-- Page extract --
--
Production Ready Docker Swarm Cluster on AWS
Installation
Start by cloning this repository
Dependencies
Configuration
- Edit
terraform.tfvars
and update with your settings - Edit
terraform.tf
if you want to use remote state
Terraform Infrastructure
The make file included from makefiles/terraform.tf
has some helpers for applying your terraform infrastructure.
Plan your infrastructure first (a dry run):
make plan
When you are happy, execute the plan generated above
make apply
Accessing a Swarm Manager
Provided you have added an SSH key, you will be able access an available swarm manager using the command:
make swarm-ssh
Deploying the Example Application
An example app is included in docker/docker-compose.yml
The make file included from makefiles/swarm.tf
has some helpers for applying your terraform infrastructure.
make swarm-deploy
Concepts
Note, the
make
commands shown will only work once you have created your swarm using the steps above
EC2 Autoscaling Groups
The swarm is composed of multiple EC2 autoscaling groups performing various roles.
You can show all available instances and the groups to which they belong using:
make swarm-instances
Manager Group
For a functioning cluster, you must run a manager group which by default consists of 3 swarm manager instances, one in each availability zone.
make swarm-managers
Worker Groups
You can have as many or as few worker groups as you wish, running in as many different configurations as you choose. Instances in worker groups join the cluster as swarm workers. By default this terraform config creates a single worker group running 1 instance.
Docker Swarm Discovery
In order to provide automatic swarm initialization we run a one shot docker container on instance launch, which uses an S3 Bucket to find active managers and join tokens.
See here for more information on how this works.
DNS Records (Route 53)
TODO: Look into https://aws.amazon.com/about-aws/whats-new/2017/12/amazon-route-53-releases-auto-naming-api-name-service-management/ to see if it can replace this requirement.
--
-- Material provided --
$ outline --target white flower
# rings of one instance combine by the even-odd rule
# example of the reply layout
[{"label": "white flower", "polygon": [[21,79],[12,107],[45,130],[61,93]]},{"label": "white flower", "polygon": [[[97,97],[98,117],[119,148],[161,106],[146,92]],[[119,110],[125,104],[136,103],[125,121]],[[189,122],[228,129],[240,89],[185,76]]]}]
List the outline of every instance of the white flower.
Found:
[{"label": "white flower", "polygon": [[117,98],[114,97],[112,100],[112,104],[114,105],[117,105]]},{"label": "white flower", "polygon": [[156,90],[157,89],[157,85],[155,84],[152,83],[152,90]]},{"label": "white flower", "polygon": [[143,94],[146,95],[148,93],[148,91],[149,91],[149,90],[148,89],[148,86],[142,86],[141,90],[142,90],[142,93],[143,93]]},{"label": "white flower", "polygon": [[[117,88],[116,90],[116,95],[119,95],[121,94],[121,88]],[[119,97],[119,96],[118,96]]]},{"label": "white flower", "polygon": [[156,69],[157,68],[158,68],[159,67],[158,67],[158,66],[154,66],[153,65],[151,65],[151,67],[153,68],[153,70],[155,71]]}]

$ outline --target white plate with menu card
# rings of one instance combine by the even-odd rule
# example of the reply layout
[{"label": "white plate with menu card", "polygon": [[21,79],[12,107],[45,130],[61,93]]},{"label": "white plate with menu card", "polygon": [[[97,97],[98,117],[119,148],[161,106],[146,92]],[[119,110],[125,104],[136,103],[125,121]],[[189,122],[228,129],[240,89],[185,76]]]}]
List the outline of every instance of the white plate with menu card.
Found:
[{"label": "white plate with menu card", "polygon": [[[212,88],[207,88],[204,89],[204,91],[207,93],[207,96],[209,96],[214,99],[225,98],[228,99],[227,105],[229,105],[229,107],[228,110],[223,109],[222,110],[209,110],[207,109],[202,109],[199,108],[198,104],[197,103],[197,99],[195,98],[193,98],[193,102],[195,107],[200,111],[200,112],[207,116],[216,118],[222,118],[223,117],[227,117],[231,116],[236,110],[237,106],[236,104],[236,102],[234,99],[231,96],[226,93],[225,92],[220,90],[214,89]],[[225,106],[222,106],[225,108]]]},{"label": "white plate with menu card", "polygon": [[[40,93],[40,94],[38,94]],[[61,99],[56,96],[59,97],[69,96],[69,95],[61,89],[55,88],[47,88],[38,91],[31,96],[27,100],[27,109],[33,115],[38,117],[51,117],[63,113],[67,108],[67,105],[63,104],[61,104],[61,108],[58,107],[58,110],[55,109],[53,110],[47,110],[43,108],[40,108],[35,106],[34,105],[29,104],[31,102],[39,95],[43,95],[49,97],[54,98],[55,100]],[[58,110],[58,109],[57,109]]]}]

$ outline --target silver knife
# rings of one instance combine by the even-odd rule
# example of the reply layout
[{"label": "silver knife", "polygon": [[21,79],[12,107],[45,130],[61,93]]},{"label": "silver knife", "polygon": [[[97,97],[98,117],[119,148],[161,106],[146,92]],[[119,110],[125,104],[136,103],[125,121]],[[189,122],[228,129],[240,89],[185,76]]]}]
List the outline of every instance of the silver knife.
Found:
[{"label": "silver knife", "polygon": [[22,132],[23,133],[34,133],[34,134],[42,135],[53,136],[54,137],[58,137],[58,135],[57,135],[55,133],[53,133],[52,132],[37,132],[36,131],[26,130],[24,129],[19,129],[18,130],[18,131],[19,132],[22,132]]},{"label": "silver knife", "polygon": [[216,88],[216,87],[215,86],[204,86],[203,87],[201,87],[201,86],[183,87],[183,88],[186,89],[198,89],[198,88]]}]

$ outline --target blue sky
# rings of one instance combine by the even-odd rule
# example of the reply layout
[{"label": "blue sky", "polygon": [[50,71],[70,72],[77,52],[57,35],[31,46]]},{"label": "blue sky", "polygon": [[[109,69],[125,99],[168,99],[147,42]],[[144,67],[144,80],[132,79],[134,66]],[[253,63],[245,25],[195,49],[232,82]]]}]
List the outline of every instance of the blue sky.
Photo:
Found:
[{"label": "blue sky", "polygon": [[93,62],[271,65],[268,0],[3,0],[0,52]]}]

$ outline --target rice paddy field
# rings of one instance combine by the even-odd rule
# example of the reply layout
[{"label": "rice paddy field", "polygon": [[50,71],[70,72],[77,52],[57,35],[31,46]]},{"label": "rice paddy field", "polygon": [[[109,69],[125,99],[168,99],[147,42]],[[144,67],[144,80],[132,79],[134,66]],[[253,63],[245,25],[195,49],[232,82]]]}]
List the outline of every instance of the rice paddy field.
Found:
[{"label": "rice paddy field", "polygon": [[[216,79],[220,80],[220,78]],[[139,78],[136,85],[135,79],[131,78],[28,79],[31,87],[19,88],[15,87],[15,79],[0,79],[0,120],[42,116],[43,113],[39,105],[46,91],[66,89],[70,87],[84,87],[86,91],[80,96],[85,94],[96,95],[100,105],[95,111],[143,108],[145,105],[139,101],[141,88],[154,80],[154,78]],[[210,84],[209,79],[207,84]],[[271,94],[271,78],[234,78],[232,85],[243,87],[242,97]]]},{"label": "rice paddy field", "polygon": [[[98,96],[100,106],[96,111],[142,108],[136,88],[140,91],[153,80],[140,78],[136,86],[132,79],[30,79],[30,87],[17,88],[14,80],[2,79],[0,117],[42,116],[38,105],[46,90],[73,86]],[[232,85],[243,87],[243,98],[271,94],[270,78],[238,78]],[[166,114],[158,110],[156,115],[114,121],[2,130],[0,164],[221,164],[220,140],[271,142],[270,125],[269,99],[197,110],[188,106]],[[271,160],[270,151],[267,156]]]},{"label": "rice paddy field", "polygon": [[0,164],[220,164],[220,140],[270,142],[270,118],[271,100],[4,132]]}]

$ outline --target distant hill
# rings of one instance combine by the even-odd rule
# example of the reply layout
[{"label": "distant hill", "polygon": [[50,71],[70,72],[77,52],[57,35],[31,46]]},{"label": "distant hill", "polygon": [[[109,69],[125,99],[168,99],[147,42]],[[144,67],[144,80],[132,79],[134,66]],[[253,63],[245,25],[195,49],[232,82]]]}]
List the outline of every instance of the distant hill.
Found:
--
-- Problem A --
In the Docker Swarm on AWS page, how many swarm manager instances does the manager group have by default?
-- Problem B --
Recast the listing as a JSON list of strings, one string per line and no blank lines. Begin at the line that has "--target distant hill" and stop after the final line of the listing.

-- Written answer A --
Three, one in each availability zone.

-- Written answer B --
[
  "$ outline --target distant hill",
  "# rings of one instance combine by the even-odd rule",
  "# example of the reply layout",
  "[{\"label\": \"distant hill\", \"polygon\": [[50,71],[70,72],[77,52],[57,35],[31,46]]},{\"label\": \"distant hill\", \"polygon\": [[[109,69],[125,99],[168,99],[147,42]],[[144,67],[144,80],[132,79],[134,66]],[[253,63],[245,25],[195,49],[232,82]]]}]",
  "List the outline of every instance of the distant hill.",
  "Found:"
]